◆ TASK INSTRUCTIONS ◆
Copy out, from the entries below, each line holding the string "great".

◆ DATA TO EXAMINE ◆
▬▬▬▬▬▬

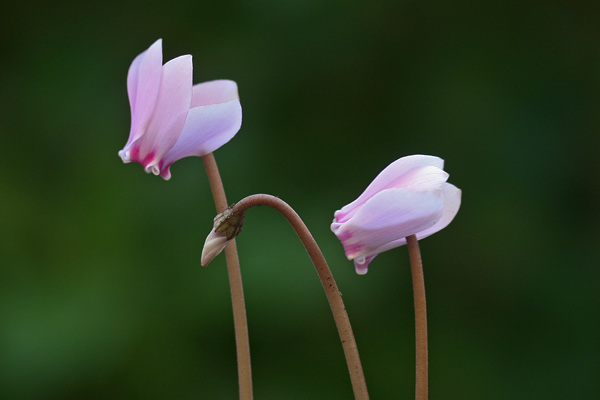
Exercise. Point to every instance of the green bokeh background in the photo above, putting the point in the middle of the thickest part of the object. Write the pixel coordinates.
(101, 290)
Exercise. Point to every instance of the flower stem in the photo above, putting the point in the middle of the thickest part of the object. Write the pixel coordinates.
(334, 297)
(235, 282)
(416, 266)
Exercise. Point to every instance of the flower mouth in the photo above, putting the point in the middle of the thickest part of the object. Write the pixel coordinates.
(125, 155)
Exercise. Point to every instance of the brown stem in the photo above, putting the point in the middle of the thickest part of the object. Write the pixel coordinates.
(334, 297)
(416, 266)
(235, 282)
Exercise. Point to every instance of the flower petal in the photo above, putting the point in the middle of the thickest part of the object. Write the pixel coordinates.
(213, 92)
(452, 200)
(388, 216)
(174, 98)
(206, 129)
(143, 81)
(387, 176)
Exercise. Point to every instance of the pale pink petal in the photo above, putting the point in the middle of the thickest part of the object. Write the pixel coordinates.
(389, 215)
(174, 98)
(214, 92)
(452, 200)
(143, 81)
(206, 129)
(387, 176)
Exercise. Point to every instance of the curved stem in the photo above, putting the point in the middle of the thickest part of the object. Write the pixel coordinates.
(334, 297)
(416, 266)
(235, 282)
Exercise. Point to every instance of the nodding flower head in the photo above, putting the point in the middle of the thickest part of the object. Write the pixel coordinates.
(409, 197)
(171, 118)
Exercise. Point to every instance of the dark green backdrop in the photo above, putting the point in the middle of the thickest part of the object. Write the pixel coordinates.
(101, 290)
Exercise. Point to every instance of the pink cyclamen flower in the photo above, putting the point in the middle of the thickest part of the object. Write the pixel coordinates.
(171, 118)
(409, 197)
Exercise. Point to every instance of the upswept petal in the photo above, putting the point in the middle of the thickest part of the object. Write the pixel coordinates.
(389, 215)
(143, 81)
(206, 129)
(213, 92)
(452, 200)
(387, 176)
(174, 98)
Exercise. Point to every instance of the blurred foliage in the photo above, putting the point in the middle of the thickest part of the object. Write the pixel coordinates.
(102, 294)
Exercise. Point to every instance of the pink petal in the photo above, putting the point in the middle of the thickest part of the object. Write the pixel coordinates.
(143, 81)
(452, 200)
(206, 129)
(214, 92)
(174, 98)
(388, 216)
(388, 176)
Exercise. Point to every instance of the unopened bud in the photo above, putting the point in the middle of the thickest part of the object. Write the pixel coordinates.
(227, 225)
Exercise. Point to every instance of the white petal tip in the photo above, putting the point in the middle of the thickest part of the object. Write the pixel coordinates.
(362, 270)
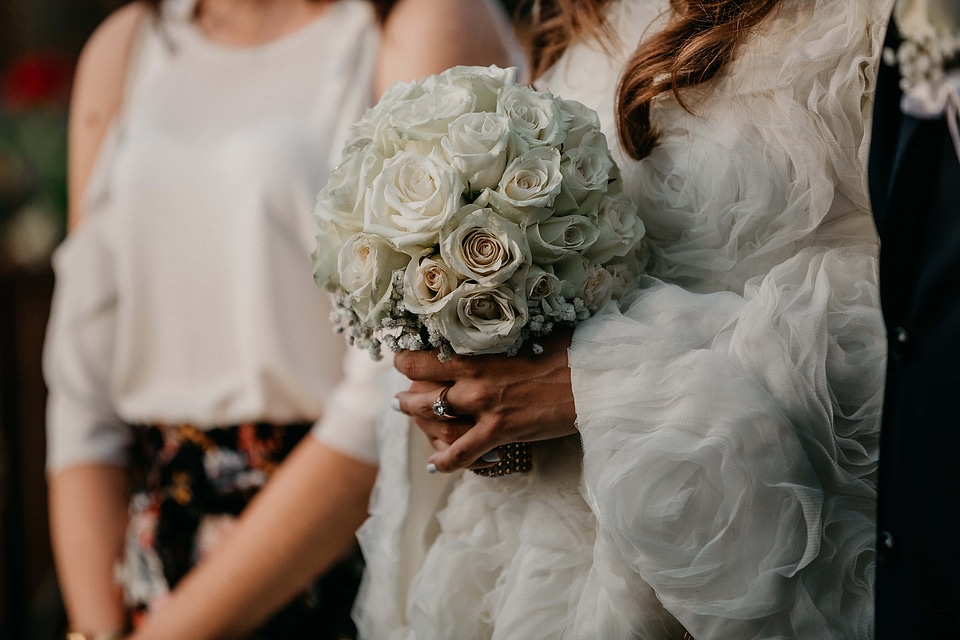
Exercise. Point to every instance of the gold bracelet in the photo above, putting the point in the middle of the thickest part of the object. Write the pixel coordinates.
(115, 634)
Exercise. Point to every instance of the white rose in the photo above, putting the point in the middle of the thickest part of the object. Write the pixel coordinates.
(625, 279)
(325, 256)
(366, 264)
(484, 82)
(543, 286)
(920, 20)
(620, 229)
(598, 287)
(586, 172)
(532, 180)
(341, 199)
(581, 120)
(398, 92)
(427, 284)
(412, 199)
(479, 319)
(523, 216)
(484, 247)
(556, 237)
(476, 145)
(420, 124)
(535, 116)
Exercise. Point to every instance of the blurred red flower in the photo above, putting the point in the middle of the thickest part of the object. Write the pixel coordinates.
(36, 80)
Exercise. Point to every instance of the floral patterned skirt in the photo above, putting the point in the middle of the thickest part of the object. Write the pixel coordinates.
(189, 485)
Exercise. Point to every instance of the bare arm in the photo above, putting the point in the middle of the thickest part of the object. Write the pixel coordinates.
(88, 515)
(88, 503)
(307, 516)
(302, 522)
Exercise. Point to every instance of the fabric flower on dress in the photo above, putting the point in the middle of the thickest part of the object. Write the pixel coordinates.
(929, 60)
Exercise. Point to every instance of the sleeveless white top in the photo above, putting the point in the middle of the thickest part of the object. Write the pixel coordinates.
(186, 295)
(728, 413)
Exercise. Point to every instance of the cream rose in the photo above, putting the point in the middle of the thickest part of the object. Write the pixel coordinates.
(366, 263)
(341, 199)
(532, 180)
(598, 287)
(479, 319)
(484, 247)
(476, 145)
(326, 269)
(553, 238)
(411, 200)
(536, 117)
(571, 270)
(620, 229)
(420, 124)
(427, 283)
(483, 82)
(543, 286)
(586, 171)
(581, 119)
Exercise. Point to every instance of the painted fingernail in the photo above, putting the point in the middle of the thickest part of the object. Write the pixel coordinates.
(491, 456)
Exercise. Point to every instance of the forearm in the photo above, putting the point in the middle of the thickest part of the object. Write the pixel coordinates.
(299, 525)
(88, 516)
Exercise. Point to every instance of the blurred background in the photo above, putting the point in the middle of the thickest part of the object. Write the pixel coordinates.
(39, 44)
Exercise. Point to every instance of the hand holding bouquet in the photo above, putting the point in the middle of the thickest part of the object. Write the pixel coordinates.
(471, 214)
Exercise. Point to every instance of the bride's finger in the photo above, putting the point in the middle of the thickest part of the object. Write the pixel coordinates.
(423, 403)
(444, 430)
(465, 452)
(423, 365)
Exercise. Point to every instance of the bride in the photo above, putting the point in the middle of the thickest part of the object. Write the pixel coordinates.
(704, 456)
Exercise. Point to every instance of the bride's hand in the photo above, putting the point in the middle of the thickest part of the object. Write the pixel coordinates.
(519, 398)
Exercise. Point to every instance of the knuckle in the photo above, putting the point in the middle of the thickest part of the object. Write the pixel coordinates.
(460, 458)
(448, 433)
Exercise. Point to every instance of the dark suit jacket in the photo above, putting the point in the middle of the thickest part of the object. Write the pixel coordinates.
(915, 189)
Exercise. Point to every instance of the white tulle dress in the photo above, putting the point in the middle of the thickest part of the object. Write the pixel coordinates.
(729, 413)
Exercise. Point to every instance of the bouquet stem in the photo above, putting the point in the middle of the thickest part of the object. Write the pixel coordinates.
(516, 458)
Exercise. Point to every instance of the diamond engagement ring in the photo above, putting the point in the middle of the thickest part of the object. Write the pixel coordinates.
(441, 408)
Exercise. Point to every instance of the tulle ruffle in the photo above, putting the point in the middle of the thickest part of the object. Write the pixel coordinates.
(729, 413)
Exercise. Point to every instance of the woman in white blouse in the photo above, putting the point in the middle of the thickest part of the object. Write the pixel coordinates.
(188, 342)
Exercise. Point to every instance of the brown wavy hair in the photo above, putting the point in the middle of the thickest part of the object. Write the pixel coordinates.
(382, 7)
(701, 37)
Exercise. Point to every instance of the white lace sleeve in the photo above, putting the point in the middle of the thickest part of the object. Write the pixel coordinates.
(350, 412)
(730, 412)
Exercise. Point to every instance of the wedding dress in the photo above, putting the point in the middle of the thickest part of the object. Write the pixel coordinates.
(724, 480)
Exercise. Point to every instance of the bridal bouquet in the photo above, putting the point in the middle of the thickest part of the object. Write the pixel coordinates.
(471, 214)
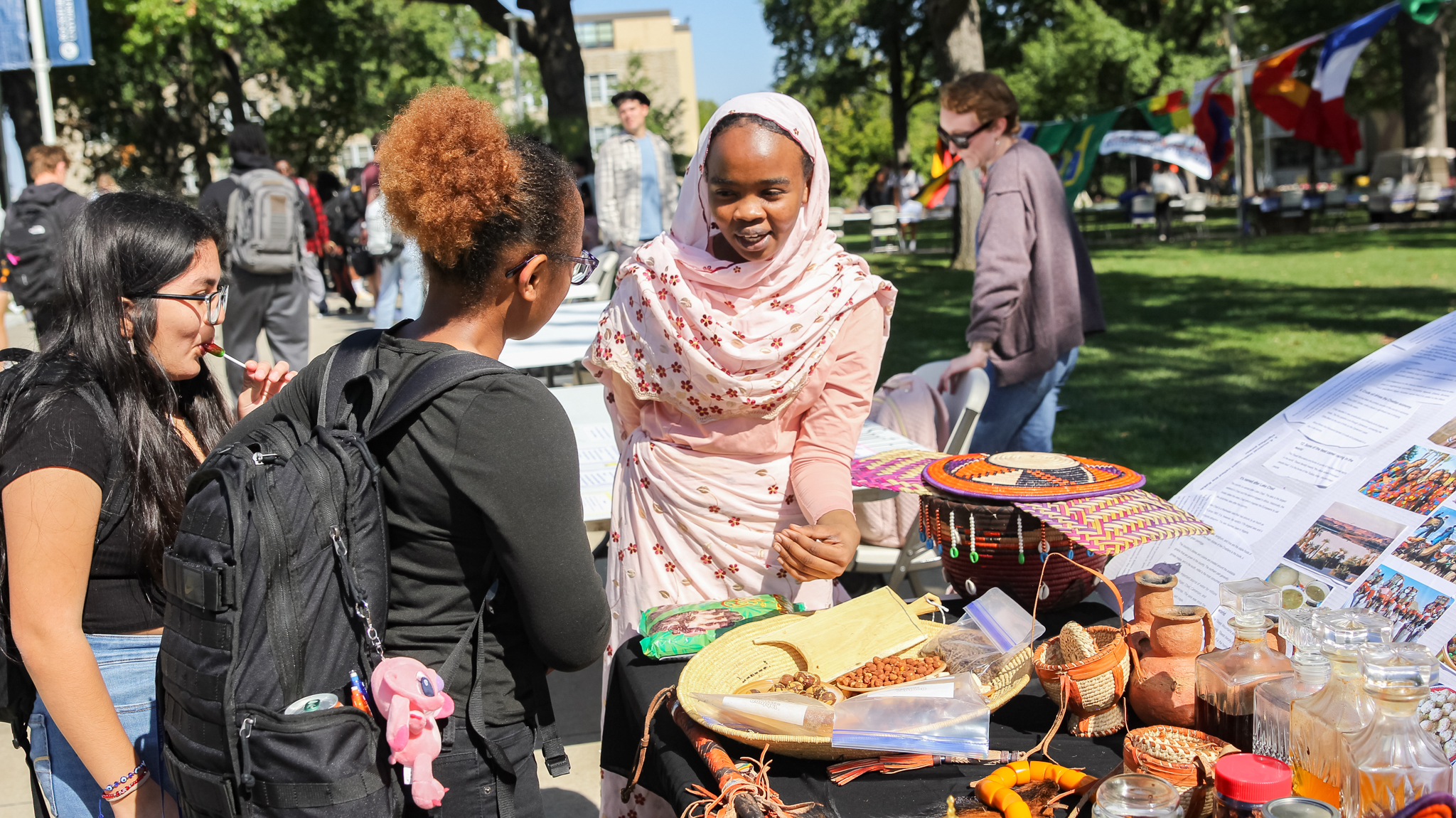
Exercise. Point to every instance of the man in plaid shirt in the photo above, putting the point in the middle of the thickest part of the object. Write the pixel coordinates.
(637, 186)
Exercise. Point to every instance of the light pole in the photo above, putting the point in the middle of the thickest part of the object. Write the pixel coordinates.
(1242, 168)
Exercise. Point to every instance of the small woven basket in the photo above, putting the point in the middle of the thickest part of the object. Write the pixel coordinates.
(733, 662)
(1183, 758)
(1089, 667)
(1007, 552)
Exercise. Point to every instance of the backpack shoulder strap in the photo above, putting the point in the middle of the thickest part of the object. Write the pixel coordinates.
(433, 381)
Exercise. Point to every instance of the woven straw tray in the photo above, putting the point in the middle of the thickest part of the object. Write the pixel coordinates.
(733, 662)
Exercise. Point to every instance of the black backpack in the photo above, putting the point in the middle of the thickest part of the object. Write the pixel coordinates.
(31, 240)
(16, 690)
(277, 588)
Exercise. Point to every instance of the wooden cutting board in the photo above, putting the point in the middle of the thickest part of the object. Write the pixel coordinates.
(839, 639)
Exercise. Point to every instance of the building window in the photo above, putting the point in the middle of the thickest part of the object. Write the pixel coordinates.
(594, 36)
(600, 87)
(600, 134)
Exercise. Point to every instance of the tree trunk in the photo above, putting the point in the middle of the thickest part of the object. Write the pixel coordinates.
(1423, 82)
(958, 53)
(552, 40)
(18, 89)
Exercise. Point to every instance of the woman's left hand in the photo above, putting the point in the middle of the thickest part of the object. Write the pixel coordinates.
(819, 552)
(261, 383)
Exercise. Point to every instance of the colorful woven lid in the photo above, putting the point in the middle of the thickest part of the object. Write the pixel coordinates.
(1029, 477)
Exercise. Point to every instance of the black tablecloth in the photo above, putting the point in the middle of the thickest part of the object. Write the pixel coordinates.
(672, 765)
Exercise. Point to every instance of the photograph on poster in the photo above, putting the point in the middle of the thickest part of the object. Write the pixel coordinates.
(1418, 481)
(1410, 606)
(1433, 545)
(1445, 435)
(1343, 543)
(1299, 588)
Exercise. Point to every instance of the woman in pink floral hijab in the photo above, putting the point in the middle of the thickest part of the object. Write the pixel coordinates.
(740, 354)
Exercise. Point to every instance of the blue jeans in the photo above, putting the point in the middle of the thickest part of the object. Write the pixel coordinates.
(129, 666)
(402, 277)
(1021, 417)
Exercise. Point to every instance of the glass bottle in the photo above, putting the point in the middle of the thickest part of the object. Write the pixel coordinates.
(1392, 762)
(1225, 680)
(1273, 699)
(1320, 722)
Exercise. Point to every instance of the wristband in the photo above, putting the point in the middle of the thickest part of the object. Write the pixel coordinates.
(126, 785)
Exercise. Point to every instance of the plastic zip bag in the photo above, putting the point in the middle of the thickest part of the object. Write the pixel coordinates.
(944, 715)
(775, 713)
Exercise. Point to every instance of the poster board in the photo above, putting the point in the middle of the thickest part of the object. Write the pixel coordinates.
(1344, 498)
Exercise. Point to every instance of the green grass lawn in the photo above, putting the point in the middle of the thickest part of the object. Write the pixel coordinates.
(1207, 339)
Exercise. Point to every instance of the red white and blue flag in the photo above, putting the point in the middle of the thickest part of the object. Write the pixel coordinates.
(1324, 119)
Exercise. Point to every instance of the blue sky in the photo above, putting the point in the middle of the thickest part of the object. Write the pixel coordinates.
(732, 48)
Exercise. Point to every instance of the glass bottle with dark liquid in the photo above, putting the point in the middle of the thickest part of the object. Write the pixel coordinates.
(1225, 680)
(1318, 726)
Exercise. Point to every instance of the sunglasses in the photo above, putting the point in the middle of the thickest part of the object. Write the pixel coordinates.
(582, 268)
(215, 304)
(963, 140)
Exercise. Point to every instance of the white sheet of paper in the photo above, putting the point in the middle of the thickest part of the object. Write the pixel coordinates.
(1311, 463)
(1247, 509)
(1359, 418)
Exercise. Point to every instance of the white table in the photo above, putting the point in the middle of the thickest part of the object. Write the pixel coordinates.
(597, 450)
(561, 342)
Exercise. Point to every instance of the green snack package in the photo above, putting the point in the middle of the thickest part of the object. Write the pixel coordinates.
(680, 631)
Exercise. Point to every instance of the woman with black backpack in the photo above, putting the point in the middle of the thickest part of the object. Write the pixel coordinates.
(481, 487)
(98, 437)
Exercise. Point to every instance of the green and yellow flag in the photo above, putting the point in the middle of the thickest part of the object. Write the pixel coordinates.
(1079, 150)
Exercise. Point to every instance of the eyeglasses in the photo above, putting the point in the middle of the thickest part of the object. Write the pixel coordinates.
(582, 270)
(215, 303)
(963, 140)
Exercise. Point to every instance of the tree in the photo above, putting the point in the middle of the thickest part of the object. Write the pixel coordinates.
(552, 40)
(833, 50)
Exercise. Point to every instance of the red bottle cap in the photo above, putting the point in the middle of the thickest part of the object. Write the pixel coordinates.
(1251, 777)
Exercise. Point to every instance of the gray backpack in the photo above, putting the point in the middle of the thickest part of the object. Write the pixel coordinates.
(264, 228)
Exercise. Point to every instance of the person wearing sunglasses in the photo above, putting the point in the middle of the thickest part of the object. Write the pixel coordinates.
(482, 487)
(1036, 299)
(98, 437)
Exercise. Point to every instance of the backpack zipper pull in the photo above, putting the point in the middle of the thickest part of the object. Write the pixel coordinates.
(244, 734)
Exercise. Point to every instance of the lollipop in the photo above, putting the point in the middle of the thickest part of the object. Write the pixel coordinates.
(216, 350)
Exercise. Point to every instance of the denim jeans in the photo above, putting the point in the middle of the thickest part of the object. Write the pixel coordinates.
(129, 666)
(402, 277)
(1021, 417)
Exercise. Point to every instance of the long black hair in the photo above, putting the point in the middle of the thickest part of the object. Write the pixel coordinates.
(127, 245)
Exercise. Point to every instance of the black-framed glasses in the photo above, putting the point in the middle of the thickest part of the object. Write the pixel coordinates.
(582, 268)
(215, 304)
(963, 140)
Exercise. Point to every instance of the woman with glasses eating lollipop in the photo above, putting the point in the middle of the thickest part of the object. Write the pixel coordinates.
(481, 489)
(98, 437)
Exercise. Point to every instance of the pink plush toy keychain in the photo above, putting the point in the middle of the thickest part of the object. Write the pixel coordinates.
(411, 698)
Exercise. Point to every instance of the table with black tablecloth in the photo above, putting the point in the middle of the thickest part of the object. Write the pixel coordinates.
(672, 765)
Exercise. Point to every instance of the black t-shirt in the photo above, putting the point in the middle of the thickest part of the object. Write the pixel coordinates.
(69, 434)
(488, 470)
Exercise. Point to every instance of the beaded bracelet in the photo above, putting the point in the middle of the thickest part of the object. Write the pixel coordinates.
(127, 783)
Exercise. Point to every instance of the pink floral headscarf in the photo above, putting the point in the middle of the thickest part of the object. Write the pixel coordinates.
(722, 339)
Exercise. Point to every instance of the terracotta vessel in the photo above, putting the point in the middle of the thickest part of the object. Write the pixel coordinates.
(1162, 689)
(1152, 591)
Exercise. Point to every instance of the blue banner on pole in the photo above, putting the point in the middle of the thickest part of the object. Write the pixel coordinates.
(68, 33)
(15, 40)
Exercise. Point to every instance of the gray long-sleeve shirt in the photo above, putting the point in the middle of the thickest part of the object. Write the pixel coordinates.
(1036, 294)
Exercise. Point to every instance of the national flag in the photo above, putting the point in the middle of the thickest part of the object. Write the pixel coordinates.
(1211, 119)
(1324, 119)
(1276, 92)
(1168, 112)
(1079, 150)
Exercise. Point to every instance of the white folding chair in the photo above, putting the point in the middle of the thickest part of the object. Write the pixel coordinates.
(1143, 210)
(836, 222)
(884, 223)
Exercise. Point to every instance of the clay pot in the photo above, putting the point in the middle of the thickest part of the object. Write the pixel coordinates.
(1162, 689)
(1152, 591)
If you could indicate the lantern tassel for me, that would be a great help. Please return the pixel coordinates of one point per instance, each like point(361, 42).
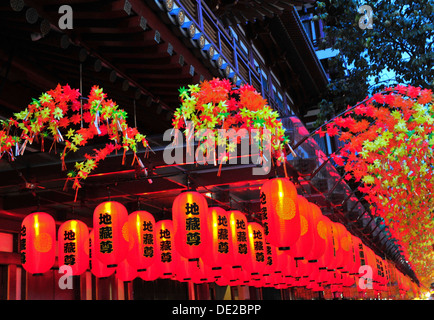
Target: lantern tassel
point(123, 157)
point(284, 168)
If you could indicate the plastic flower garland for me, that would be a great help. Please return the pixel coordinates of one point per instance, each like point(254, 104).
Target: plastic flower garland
point(216, 104)
point(389, 146)
point(57, 114)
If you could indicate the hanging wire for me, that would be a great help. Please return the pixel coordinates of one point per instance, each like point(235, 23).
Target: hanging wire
point(81, 92)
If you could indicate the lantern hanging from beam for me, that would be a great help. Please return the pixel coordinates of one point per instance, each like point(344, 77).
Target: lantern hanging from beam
point(256, 260)
point(238, 222)
point(73, 239)
point(141, 232)
point(280, 214)
point(37, 243)
point(97, 268)
point(111, 238)
point(304, 245)
point(126, 271)
point(165, 249)
point(189, 214)
point(220, 250)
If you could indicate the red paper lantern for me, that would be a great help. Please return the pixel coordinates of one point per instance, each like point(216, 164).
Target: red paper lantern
point(189, 214)
point(73, 238)
point(256, 259)
point(238, 222)
point(141, 231)
point(319, 229)
point(125, 271)
point(305, 243)
point(346, 246)
point(165, 249)
point(38, 238)
point(337, 258)
point(110, 221)
point(271, 256)
point(280, 215)
point(220, 250)
point(97, 268)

▬▬▬▬▬▬

◆ EXERCISE SOLUTION ◆
If you could indicate the lantern tassel for me, that would be a great help. Please return the pixel coordinates of one point per instance, each like point(361, 42).
If you could indicate the plastic flower garland for me, that would be a great help. Please return the pixel coordinates of one point per instance, each like point(254, 104).
If you could indicate the hanging wire for me, that would be a great help. Please return the pixel coordinates of one point per instance, each like point(235, 23).
If you could indicate the lantern hanging from beam for me, that would be a great help. Please return the pixel coordinates of one point per instance, each like point(344, 77).
If you could indicate the red paper lantern for me, that would be a great help. Please return the pixel coordinates of one point per instance, each like point(216, 164).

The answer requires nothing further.